[START Dataset extract]
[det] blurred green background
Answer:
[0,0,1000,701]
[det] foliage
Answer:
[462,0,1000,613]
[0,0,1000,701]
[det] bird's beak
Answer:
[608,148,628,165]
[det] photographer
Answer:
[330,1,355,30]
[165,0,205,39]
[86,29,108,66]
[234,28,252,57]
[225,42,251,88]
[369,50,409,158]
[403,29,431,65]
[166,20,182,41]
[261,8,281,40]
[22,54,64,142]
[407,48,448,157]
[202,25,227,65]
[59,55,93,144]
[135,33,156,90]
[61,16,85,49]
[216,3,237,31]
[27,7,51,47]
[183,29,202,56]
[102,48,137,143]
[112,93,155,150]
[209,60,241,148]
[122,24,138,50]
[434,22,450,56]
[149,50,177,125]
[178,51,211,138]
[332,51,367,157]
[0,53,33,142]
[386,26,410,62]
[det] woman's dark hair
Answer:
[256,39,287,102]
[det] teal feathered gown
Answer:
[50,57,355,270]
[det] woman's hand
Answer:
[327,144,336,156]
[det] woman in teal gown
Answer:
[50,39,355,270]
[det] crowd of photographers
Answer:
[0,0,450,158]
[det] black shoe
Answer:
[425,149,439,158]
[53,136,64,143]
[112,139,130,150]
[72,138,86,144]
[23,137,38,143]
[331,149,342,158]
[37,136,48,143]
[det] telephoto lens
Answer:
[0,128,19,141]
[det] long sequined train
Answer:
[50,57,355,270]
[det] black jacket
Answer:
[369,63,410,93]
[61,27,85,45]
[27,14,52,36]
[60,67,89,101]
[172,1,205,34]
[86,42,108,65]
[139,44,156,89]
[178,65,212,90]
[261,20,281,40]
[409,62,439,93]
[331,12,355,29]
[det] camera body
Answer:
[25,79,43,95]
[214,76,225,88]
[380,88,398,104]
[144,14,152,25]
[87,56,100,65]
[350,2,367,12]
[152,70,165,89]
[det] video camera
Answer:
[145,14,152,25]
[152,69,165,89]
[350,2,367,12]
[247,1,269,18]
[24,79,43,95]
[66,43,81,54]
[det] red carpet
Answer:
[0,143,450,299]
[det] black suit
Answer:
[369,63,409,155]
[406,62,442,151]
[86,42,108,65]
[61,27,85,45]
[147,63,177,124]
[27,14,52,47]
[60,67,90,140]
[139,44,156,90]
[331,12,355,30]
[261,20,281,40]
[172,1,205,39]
[END Dataset extract]
## Requirement
Copy everything from the line containing "[det] foliage" down to the end of the data, and switch "red carpet" to "runway" while leaving everything else unchanged.

## Solution for this task
[det] foliage
Answer:
[462,0,1000,613]
[0,0,1000,701]
[det] bird's beak
Answer:
[608,148,628,165]
[det] photographer
Answer:
[330,1,355,30]
[165,0,205,39]
[86,29,108,66]
[234,28,252,57]
[225,42,251,88]
[369,50,409,158]
[403,29,431,65]
[166,20,182,41]
[261,8,281,40]
[22,54,64,142]
[407,48,448,157]
[202,25,227,65]
[59,55,93,144]
[135,33,156,90]
[61,16,85,49]
[216,3,237,31]
[27,7,51,47]
[183,29,202,56]
[102,48,137,143]
[112,93,155,150]
[209,60,241,148]
[122,24,138,50]
[434,22,450,56]
[149,50,177,125]
[178,51,211,138]
[332,51,367,157]
[0,53,33,142]
[386,26,410,62]
[det] woman's dark hair
Answer:
[256,39,287,102]
[det] teal feathered gown
Answer:
[50,57,355,270]
[det] woman's hand
Answer:
[327,144,336,156]
[det] woman in teal gown
Answer:
[50,39,355,270]
[det] crowd of photographers
Answer:
[0,0,450,158]
[det] black shoe
Answer:
[425,149,439,158]
[53,136,64,143]
[112,139,130,150]
[72,138,86,144]
[23,137,38,143]
[331,149,342,158]
[37,136,48,143]
[det] telephoto lens
Answer:
[0,128,19,141]
[det] long sequined train
Answer:
[50,57,355,270]
[det] black jacket
Answer:
[369,63,410,93]
[61,27,85,45]
[27,14,52,36]
[60,67,89,101]
[172,1,205,34]
[86,42,108,65]
[139,44,156,89]
[178,65,212,90]
[261,20,281,40]
[409,62,439,93]
[331,12,355,29]
[det] camera body
Answer:
[25,79,43,95]
[214,76,225,88]
[380,88,398,104]
[144,14,152,25]
[87,56,100,65]
[350,2,367,12]
[152,70,165,89]
[det] video camera
Answer:
[145,14,152,25]
[152,69,165,89]
[350,2,367,12]
[247,1,269,18]
[24,79,43,95]
[66,43,81,54]
[det] runway
Answer:
[0,143,450,299]
[det] black suit
Answer:
[369,63,409,155]
[406,62,442,151]
[86,42,108,65]
[61,27,85,45]
[147,63,177,124]
[27,14,52,47]
[60,67,90,140]
[139,44,156,90]
[331,12,355,30]
[261,20,281,40]
[172,1,205,39]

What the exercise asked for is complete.